▸ Requirements
Rewrite the listing from its start through the line with "column 168, row 320", changing "white rose bloom" to "pale rose blossom" and keeping everything else the same. Leave the pictures out of your answer.

▸ Entries shown
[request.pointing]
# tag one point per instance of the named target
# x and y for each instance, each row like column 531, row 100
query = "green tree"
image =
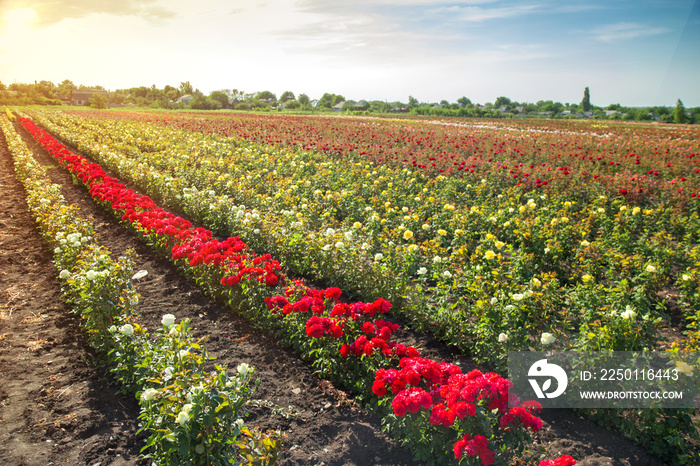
column 502, row 102
column 186, row 88
column 586, row 102
column 464, row 101
column 337, row 98
column 286, row 96
column 221, row 97
column 679, row 115
column 98, row 101
column 326, row 100
column 266, row 95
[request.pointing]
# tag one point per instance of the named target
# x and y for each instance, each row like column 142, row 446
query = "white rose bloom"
column 183, row 417
column 243, row 368
column 149, row 394
column 168, row 320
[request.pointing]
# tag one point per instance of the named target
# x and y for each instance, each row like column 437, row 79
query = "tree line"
column 185, row 96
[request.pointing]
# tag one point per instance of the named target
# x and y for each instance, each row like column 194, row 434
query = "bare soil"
column 56, row 407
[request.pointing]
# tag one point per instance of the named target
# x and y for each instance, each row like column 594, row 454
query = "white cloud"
column 622, row 31
column 479, row 14
column 53, row 11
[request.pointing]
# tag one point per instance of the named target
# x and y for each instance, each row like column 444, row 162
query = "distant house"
column 64, row 99
column 83, row 96
column 361, row 105
column 185, row 99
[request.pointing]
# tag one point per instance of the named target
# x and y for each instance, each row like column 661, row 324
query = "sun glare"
column 20, row 16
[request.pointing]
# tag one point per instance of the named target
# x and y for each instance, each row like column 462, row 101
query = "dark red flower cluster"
column 411, row 400
column 316, row 327
column 564, row 460
column 520, row 415
column 450, row 395
column 194, row 244
column 473, row 447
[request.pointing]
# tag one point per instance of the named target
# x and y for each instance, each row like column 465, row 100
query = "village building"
column 82, row 96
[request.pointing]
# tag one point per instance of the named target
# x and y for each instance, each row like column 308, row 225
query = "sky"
column 631, row 52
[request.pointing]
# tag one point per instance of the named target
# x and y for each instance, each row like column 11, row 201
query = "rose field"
column 240, row 288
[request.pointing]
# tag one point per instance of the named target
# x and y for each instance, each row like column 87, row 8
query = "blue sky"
column 632, row 52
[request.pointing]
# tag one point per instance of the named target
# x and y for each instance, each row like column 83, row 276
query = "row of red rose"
column 418, row 383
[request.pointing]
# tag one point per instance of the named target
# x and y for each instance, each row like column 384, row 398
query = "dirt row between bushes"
column 55, row 407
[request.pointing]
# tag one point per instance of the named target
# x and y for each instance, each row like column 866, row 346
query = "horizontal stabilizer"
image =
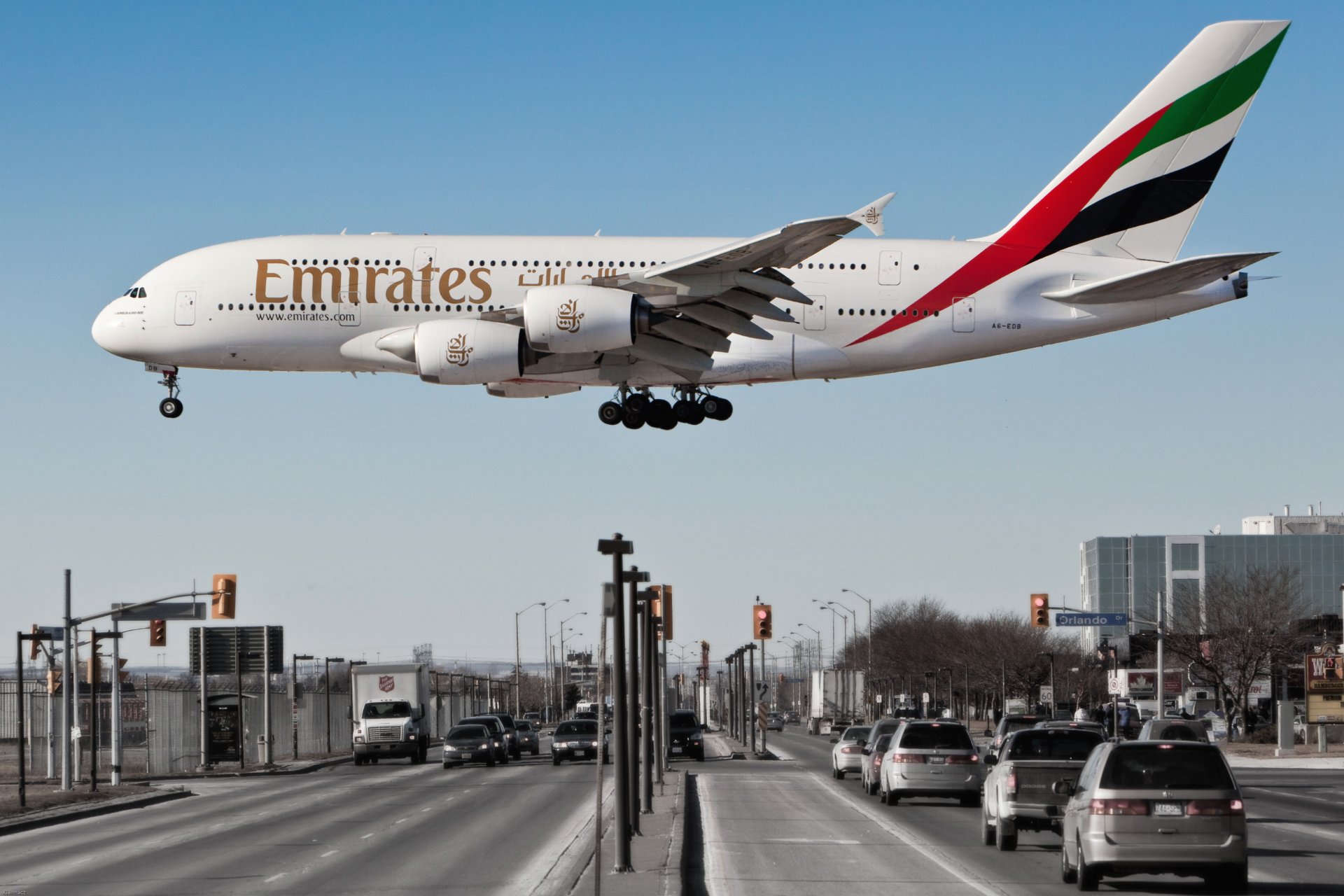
column 1155, row 282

▸ Exercise result
[request.pointing]
# tag one point per instance of the named target
# x and y for each instance, each row like column 531, row 100
query = "green tree"
image =
column 502, row 102
column 186, row 88
column 586, row 102
column 464, row 101
column 337, row 98
column 286, row 96
column 221, row 97
column 679, row 115
column 98, row 101
column 326, row 100
column 266, row 95
[request.pointing]
# tag one point per instance of the named target
# x and y for each instance, each row like column 142, row 446
query = "pale rose blossom"
column 183, row 417
column 243, row 368
column 149, row 394
column 168, row 320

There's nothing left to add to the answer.